• Stated task: Print, exactly as given, each line of the data from the line containing "Note to the class: find the white column" up to and including its last line.

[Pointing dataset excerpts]
----------

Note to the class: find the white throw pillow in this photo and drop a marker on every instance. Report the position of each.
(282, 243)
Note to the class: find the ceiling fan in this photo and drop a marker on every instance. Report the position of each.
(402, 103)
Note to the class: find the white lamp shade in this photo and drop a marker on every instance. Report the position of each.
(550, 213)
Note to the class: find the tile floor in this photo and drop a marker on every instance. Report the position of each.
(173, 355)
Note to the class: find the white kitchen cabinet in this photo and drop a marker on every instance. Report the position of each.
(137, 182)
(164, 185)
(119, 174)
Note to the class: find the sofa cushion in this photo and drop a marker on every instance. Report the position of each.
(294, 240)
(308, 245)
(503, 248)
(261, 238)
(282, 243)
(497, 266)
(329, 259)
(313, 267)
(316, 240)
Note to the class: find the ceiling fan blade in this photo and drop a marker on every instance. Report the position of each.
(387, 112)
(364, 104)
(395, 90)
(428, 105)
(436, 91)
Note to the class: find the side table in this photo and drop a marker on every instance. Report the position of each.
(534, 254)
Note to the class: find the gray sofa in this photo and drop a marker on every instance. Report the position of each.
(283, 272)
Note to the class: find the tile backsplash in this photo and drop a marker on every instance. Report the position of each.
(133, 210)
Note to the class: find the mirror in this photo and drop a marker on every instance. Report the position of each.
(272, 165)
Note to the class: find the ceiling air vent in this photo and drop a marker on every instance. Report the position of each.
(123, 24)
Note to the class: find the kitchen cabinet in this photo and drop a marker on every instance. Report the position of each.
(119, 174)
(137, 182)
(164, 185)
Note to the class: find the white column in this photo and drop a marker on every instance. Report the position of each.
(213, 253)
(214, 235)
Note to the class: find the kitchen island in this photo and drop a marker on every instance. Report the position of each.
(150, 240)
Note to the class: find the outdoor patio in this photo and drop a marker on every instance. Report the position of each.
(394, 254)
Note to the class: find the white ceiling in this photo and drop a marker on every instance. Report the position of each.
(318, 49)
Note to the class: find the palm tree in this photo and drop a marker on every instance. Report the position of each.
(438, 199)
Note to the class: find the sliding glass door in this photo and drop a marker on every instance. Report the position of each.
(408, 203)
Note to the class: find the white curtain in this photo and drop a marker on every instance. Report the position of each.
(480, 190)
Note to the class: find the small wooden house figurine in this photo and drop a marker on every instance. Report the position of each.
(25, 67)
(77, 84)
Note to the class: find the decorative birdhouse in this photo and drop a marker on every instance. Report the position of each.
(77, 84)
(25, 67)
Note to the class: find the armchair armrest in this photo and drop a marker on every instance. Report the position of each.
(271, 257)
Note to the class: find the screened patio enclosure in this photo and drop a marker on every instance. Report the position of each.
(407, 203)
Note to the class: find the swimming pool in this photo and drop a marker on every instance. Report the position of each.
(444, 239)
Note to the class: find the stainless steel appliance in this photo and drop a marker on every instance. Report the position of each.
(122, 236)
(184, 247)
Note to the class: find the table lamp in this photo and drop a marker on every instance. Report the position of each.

----------

• The completed task:
Note to the class: find the white column in this photo and drop a marker on every instance. Report the position of each.
(213, 253)
(214, 235)
Note to the class: find the kitchen island in this photo and drop a marker on every instance. Report the position of each.
(150, 240)
Note to the class: find the outdoor patio in this photo and drop a marker on every instance. Report the position of each.
(394, 254)
Note to the class: find the white ceiling in this photo and drop a marker on every instance. Report the position of each.
(318, 49)
Note to the class: find the palm tree in this photo and drop a marker on every instance. Report the position of each.
(438, 199)
Note to the class: find the sliding glass door in this photo and drop a marker on every instance. Report the position of each.
(408, 203)
Note to the class: find the white curtain in this photo and drop a marker on every instance. Report the position of each.
(480, 190)
Note to the class: find the small wooden house figurine in this photo and drop a marker on every instance. Report the position of each.
(25, 67)
(77, 84)
Note to the class: find the decorative birdhouse in this photo and drop a marker on every instance. Report the position of each.
(77, 84)
(25, 67)
Note to the class: find the armchair armrest in this photo and drop a marker on every instance. Report the position of each.
(271, 257)
Note to the class: find the screened patio enclosure in this photo and drop a marker on every instance. Report the position of each.
(407, 203)
Note to the class: find the swimming pool in this photo and drop a marker on every instance. Report the position of each.
(444, 239)
Note to the class: find the stainless steel appliance in this photo and drop a marker on every instance. Report the position of each.
(122, 236)
(184, 247)
Note to the class: find the table lamp in this photo and drop a marker on every instance. Report the position of each.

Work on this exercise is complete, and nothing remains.